RECORDS PROVIDED:
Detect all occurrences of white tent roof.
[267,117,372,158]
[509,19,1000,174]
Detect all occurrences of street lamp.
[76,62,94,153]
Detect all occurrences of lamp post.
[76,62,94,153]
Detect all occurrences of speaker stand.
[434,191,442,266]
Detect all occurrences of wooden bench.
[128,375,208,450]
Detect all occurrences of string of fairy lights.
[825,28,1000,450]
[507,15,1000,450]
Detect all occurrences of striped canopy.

--

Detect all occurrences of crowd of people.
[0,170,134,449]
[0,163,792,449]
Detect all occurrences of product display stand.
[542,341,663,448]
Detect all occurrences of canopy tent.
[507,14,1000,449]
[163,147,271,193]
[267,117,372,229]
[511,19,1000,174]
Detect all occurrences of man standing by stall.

REQUIREMENT:
Rewrite the lines from the line with "Detect all occurrences of white tent roof." to the line with "Detect all occurrences of striped canopy." as a numbered list, including both of those lines and skipping any blank lines.

SOLUTION BELOW:
1. Detect all occurrences of white tent roof.
2. [267,117,372,158]
3. [509,19,1000,174]
4. Detect all occurrences of street lamp.
5. [76,62,94,153]
6. Detect all occurrences of lamp post.
7. [76,62,94,153]
8. Detect all occurrences of speaker stand.
9. [434,191,442,266]
10. Detect all occurrences of wooden bench.
11. [128,375,208,450]
12. Detect all occurrences of string of fairy lights.
13. [825,28,1000,450]
14. [507,15,1000,450]
15. Detect all occurrences of striped canopy.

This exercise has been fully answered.